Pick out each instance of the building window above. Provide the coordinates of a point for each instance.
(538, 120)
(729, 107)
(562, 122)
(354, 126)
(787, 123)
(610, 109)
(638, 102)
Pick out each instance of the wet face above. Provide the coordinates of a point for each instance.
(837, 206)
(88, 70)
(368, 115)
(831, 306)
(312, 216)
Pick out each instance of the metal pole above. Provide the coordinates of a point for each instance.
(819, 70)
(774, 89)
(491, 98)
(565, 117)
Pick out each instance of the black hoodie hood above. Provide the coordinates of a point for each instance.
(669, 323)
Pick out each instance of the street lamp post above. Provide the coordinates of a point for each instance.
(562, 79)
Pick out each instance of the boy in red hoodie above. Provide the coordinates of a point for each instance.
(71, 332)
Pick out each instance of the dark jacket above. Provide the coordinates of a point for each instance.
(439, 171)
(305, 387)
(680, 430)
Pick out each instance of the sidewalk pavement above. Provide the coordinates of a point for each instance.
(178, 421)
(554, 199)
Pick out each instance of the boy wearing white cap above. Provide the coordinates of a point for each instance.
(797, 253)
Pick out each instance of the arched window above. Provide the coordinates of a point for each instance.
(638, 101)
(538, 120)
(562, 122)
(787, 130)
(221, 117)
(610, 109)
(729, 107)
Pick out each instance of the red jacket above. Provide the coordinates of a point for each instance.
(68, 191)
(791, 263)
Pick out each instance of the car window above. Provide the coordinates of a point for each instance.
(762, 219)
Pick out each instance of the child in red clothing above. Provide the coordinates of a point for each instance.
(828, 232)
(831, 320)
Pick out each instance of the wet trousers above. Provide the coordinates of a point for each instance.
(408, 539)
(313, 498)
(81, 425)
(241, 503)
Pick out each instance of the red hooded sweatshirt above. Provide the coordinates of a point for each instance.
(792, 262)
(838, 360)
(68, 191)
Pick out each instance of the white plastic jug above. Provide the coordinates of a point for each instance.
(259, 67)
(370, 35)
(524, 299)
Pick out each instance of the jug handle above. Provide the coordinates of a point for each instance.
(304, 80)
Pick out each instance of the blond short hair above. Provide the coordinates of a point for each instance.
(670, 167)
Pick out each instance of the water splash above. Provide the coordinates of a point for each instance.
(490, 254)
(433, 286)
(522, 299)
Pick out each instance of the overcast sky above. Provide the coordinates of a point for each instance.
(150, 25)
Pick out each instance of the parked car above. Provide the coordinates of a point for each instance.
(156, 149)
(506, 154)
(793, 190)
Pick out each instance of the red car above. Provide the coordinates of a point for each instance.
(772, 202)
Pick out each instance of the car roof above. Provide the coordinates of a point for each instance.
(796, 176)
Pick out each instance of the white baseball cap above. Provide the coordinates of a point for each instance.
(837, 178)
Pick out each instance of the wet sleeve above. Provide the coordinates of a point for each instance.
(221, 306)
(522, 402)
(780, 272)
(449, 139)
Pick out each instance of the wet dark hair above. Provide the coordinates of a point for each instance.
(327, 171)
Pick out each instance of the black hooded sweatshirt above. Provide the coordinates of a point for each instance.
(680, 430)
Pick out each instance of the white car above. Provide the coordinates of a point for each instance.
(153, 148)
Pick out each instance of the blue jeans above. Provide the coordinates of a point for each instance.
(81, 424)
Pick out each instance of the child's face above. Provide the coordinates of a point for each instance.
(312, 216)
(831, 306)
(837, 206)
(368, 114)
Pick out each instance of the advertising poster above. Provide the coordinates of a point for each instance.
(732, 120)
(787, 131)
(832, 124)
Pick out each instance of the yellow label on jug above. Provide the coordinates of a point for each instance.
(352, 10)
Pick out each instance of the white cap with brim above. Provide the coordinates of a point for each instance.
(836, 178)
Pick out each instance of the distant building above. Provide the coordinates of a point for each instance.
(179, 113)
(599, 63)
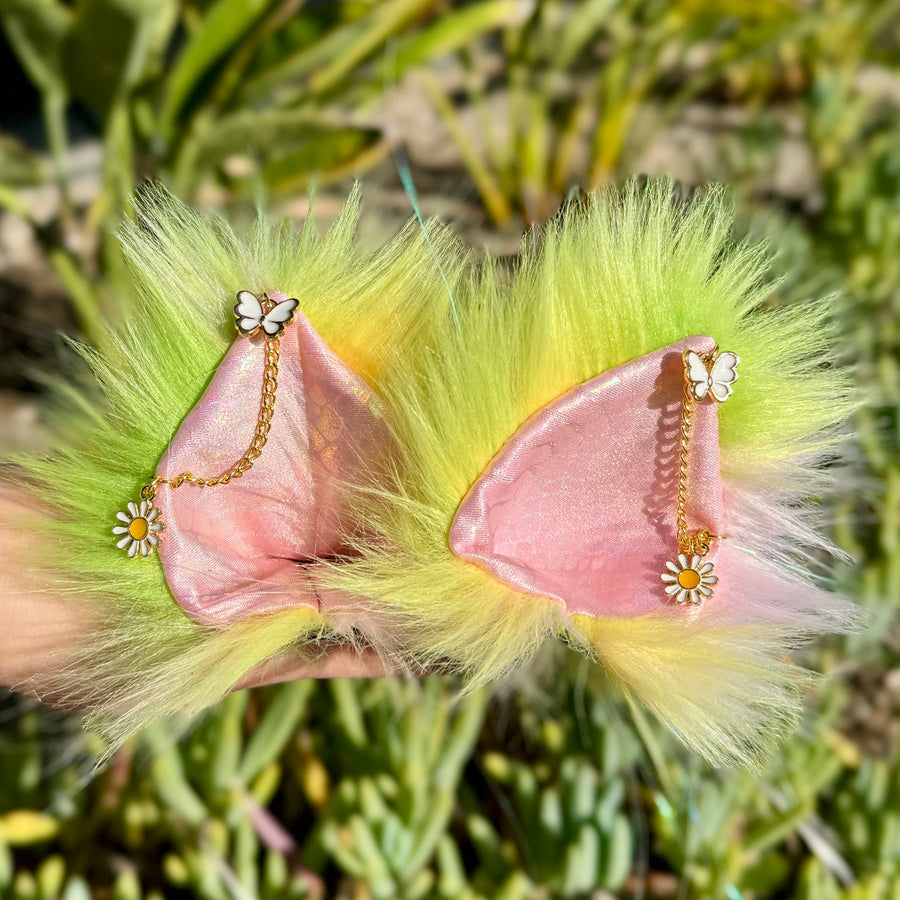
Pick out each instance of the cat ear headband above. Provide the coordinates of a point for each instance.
(550, 459)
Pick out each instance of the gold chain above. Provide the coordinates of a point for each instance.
(260, 435)
(697, 543)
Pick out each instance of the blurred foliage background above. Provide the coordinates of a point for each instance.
(490, 113)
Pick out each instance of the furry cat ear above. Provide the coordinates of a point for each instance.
(538, 478)
(235, 582)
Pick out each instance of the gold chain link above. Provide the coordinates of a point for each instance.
(697, 543)
(260, 435)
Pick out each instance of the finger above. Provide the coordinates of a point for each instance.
(339, 662)
(38, 627)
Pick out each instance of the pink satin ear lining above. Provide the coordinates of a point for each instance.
(580, 503)
(236, 550)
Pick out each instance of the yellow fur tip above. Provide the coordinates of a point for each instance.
(726, 691)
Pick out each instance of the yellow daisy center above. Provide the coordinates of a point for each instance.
(138, 529)
(688, 579)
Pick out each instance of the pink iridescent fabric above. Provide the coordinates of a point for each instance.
(580, 503)
(238, 550)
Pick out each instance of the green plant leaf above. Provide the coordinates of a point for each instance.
(221, 28)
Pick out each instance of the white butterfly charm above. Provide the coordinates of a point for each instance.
(250, 315)
(715, 379)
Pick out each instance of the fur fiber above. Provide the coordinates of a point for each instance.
(617, 277)
(610, 280)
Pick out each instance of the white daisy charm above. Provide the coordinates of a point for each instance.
(140, 530)
(689, 580)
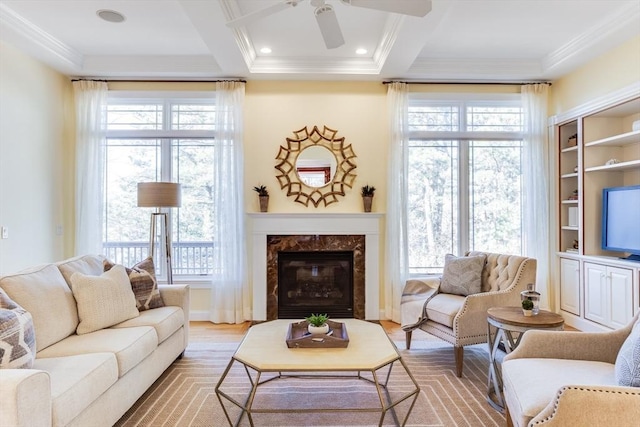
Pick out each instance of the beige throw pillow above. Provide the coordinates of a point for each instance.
(104, 300)
(17, 337)
(462, 276)
(143, 283)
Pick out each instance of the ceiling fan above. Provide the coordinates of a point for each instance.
(326, 16)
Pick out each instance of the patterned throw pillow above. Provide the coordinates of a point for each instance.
(143, 283)
(627, 366)
(462, 276)
(104, 300)
(17, 336)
###
Brief — Everything in the entries except the pictures should be returned exactly as given.

Answer area —
Pick out each instance of the building window above. Provide the coordinates of a point for each instance.
(538, 120)
(729, 107)
(562, 122)
(354, 126)
(787, 123)
(610, 109)
(638, 102)
Pick out each instance of the wet face above. Provide the coordinates of a point for each instance.
(837, 206)
(88, 70)
(368, 115)
(831, 306)
(312, 216)
Pick out each instance of the metal pole above. Provide the coordinates of a point for each instance.
(819, 70)
(774, 89)
(491, 98)
(565, 117)
Pick out each instance of the black hoodie hood above. Provide the coordinates of a point for each instance.
(669, 323)
Pick out each instance of the street lamp post above. Provide the coordinates of a point for each instance.
(562, 79)
Pick out each instance of the boy in red hoodie above. Provide the coordinates of a point for each instance.
(71, 332)
Pick out each instance of the dark jacket above. Provide the coordinates of a point for each instance.
(439, 171)
(305, 387)
(680, 430)
Pick out each instance of the sidewalk pavement above. Provide the coordinates of a point for each instance.
(178, 421)
(554, 199)
Pick out each instance of the boy wearing white cap above. Provide the coordinates of a point for each instance.
(797, 253)
Pick out each instance of the arched window above. Provide the coordinates of a point for each instance.
(638, 101)
(538, 120)
(562, 122)
(787, 130)
(221, 117)
(610, 109)
(729, 107)
Pick out each instance of the red jacket above. Provide the coordinates of a point for each instance.
(68, 191)
(791, 263)
Pick out each instance of the car window above. Provide the coordinates of a point for each instance.
(762, 219)
Pick out each instance of the child in red clothing above. Provide the coordinates of a point for each instance.
(828, 232)
(831, 320)
Pick out each instance of the wet trousers above. Provide the coordinates of a point for each instance.
(408, 539)
(313, 498)
(81, 425)
(241, 503)
Pick out each instance of the red hooded sweatshirt above. Provide the coordinates of a point for each instance.
(792, 262)
(838, 360)
(68, 191)
Pick out each instance of the white plastic jug above. Provide the coordinates of a point for each instance.
(259, 67)
(370, 35)
(524, 299)
Pick out each instance of the jug handle above. Provide the coordinates of a point for each instance.
(304, 80)
Pick out each instance of the blond short hair above. Provide the coordinates of a point for each instance.
(670, 167)
Pick out each instance of the water splash above. Provide the coordinates of a point for each instance.
(490, 254)
(433, 286)
(522, 299)
Pick out each instance of the overcast sky above. Provide the coordinates of a point for each instance.
(150, 25)
Pick out each instance of the parked car above. Provide the coordinates of a point for each instance.
(156, 149)
(506, 154)
(793, 190)
Pick out each instance of the red car above. Provide the coordinates of a point for each instance.
(772, 202)
Pick out each instance of the car roof above. Provide the coordinates of a point for each instance.
(796, 176)
Pick out each instance of the white baseball cap above. Provide the coordinates of a point for each instance.
(837, 178)
Pick out each instance of the wet sleeve above. Provide the coordinates of a point for each instance.
(221, 306)
(522, 402)
(780, 272)
(449, 139)
Pick out each instance of the wet dark hair above. Provide the coordinates of a point for each instance.
(327, 171)
Pick out each instance of the black hooded sweatshirt above. Provide the coordinates of a point for each instance.
(680, 430)
Pick out each instance of the white car above. Provide the coordinates of a point for each instance.
(153, 148)
Pick out each instance of the blue jeans above. Provide the coordinates of a point for each instance.
(81, 424)
Pick out each instance of the child's face above. Provide the coordinates of a point for each instance.
(312, 216)
(831, 306)
(837, 206)
(368, 114)
Pick out each instance of the advertising poster above. Provide the coordinates of a point for each instance.
(732, 120)
(787, 131)
(832, 124)
Pick out each instance of the yellow label on jug above. Provide the coordinates of a point for each instance.
(352, 10)
Pick out each instance of the white cap with brim above. Provide the coordinates of a point for each instance.
(836, 178)
Pick out each instance of the distant building above. Provide the coordinates of a point for each instance.
(179, 113)
(599, 63)
Pick out each instance of the cat ear headband above. Provide the coordinates of a point for each instance.
(550, 459)
Pick out each instance of the gold chain above. Provide the coordinates of a point for each instance.
(260, 435)
(697, 543)
Pick out each instance of the blurred foliage background above. Provide the coordinates of a point for each instance.
(490, 113)
Pick out each instance of the furry cat ear above. Provide the coordinates of a point for each instance.
(538, 478)
(235, 582)
Pick out each instance of the gold chain link above. Provide the coordinates of a point for each instance.
(697, 543)
(260, 435)
Pick out each instance of the finger above. Provide the coordinates of a point for each instance.
(339, 662)
(38, 627)
Pick out each instance of the pink satin ear lining above. Provide the coordinates of a point for each instance.
(580, 503)
(236, 550)
Pick out each instance of the yellow fur tip above. Provide the coordinates of a point for each instance.
(726, 691)
Pick out each instance of the yellow daisy center above. Provide the coordinates of a point for each instance.
(138, 529)
(688, 579)
Pick out each instance of the pink iridescent fabric above. Provide the coordinates of a point for each instance.
(580, 503)
(238, 550)
Pick out each instance of the green plant leaf above. Provide the coordinates of a point for each instance.
(221, 28)
Pick out each instance of the white butterfly charm above. Provide the coordinates of a point for each instance.
(250, 315)
(715, 379)
Pick out each instance of the fur fiber above. Provide the coordinates of a point for each instance.
(617, 277)
(610, 280)
Pick out each instance of the white daisy charm above. Provide the coordinates of a point for each instance.
(140, 530)
(689, 580)
Pick out each instance of the beige throw pillow above. Provide the coordinates of a point for each instance.
(104, 300)
(17, 337)
(462, 276)
(143, 283)
Pick out each instance of the ceiling fan above. Provide the coordinates of a point for each instance.
(326, 16)
Pick out each instance of the patterned throw pillow above. Provide the coordinates of a point for each instance.
(143, 283)
(627, 366)
(462, 276)
(104, 300)
(17, 336)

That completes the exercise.